§ What this task involves:
The exercise asks you to copy every line below in which "black" appears.

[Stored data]
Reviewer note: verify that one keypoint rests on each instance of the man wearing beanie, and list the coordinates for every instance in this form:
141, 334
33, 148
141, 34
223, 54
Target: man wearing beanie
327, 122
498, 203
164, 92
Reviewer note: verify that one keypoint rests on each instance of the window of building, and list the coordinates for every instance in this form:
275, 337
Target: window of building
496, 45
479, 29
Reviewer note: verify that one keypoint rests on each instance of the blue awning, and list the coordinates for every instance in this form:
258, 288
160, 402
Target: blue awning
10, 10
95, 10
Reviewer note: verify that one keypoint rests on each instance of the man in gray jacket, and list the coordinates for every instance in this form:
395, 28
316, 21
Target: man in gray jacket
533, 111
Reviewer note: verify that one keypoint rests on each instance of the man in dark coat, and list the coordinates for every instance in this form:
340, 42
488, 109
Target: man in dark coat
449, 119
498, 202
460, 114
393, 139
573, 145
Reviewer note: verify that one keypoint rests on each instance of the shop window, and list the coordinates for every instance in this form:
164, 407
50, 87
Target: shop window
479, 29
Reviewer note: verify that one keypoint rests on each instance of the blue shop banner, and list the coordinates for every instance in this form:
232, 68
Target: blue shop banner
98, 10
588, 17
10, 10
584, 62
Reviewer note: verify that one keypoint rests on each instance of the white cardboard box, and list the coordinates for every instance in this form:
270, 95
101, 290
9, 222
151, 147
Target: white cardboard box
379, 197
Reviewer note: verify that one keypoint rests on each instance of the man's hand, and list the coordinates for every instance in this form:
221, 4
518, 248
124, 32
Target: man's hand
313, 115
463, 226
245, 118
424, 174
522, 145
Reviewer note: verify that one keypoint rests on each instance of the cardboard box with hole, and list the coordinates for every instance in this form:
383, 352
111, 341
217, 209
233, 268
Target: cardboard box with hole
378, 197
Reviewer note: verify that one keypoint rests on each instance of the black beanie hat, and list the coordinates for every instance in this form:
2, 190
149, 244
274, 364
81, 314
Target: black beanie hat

§ Solution for this exercise:
Reviewer note: verify that one keypoint rests on each instance of the black beanie hat, and list the coordinates for every instance in this form:
Target: black beanie hat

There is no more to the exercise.